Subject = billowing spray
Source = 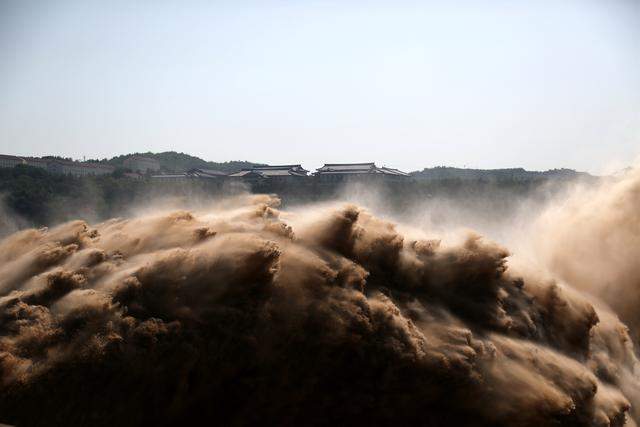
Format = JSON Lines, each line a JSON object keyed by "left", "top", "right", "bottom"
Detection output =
{"left": 0, "top": 183, "right": 639, "bottom": 426}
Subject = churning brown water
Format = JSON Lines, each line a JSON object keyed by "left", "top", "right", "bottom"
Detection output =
{"left": 2, "top": 171, "right": 640, "bottom": 426}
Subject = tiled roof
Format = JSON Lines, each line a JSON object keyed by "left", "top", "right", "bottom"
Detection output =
{"left": 315, "top": 163, "right": 408, "bottom": 176}
{"left": 188, "top": 168, "right": 227, "bottom": 177}
{"left": 258, "top": 170, "right": 295, "bottom": 176}
{"left": 316, "top": 163, "right": 375, "bottom": 172}
{"left": 152, "top": 174, "right": 188, "bottom": 179}
{"left": 230, "top": 165, "right": 309, "bottom": 178}
{"left": 316, "top": 169, "right": 371, "bottom": 175}
{"left": 228, "top": 170, "right": 259, "bottom": 177}
{"left": 253, "top": 165, "right": 309, "bottom": 175}
{"left": 253, "top": 164, "right": 306, "bottom": 170}
{"left": 379, "top": 167, "right": 410, "bottom": 177}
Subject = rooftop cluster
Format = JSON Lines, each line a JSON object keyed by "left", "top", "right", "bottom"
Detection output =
{"left": 153, "top": 163, "right": 410, "bottom": 180}
{"left": 0, "top": 154, "right": 411, "bottom": 182}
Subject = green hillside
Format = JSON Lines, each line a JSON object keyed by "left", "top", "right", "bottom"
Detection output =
{"left": 410, "top": 166, "right": 593, "bottom": 181}
{"left": 104, "top": 151, "right": 263, "bottom": 173}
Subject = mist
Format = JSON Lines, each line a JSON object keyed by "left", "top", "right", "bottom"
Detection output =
{"left": 0, "top": 169, "right": 639, "bottom": 426}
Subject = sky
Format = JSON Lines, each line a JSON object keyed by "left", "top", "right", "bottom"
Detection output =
{"left": 0, "top": 0, "right": 639, "bottom": 174}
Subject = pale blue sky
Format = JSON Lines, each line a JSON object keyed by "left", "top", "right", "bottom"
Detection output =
{"left": 1, "top": 0, "right": 639, "bottom": 173}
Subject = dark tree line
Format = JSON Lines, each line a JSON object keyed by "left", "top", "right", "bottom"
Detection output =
{"left": 0, "top": 165, "right": 145, "bottom": 226}
{"left": 0, "top": 164, "right": 586, "bottom": 230}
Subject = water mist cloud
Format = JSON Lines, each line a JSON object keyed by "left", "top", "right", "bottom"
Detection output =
{"left": 0, "top": 177, "right": 639, "bottom": 426}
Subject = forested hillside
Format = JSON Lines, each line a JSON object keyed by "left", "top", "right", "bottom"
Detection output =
{"left": 411, "top": 166, "right": 593, "bottom": 181}
{"left": 103, "top": 151, "right": 262, "bottom": 173}
{"left": 0, "top": 164, "right": 248, "bottom": 233}
{"left": 0, "top": 161, "right": 595, "bottom": 235}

* [Try it]: Restate word for word only the lines above from the line containing "Subject = sky" to the line containing "Subject = dark tree line", both of them included.

* [Written solution]:
Subject = sky
Format = JSON Lines, each line a JSON object keyed by "left", "top", "right", "bottom"
Detection output =
{"left": 0, "top": 0, "right": 639, "bottom": 174}
Subject = pale blue sky
Format = JSON Lines, each line a JSON object keyed by "left", "top", "right", "bottom"
Detection output =
{"left": 1, "top": 0, "right": 639, "bottom": 173}
Subject = dark tree line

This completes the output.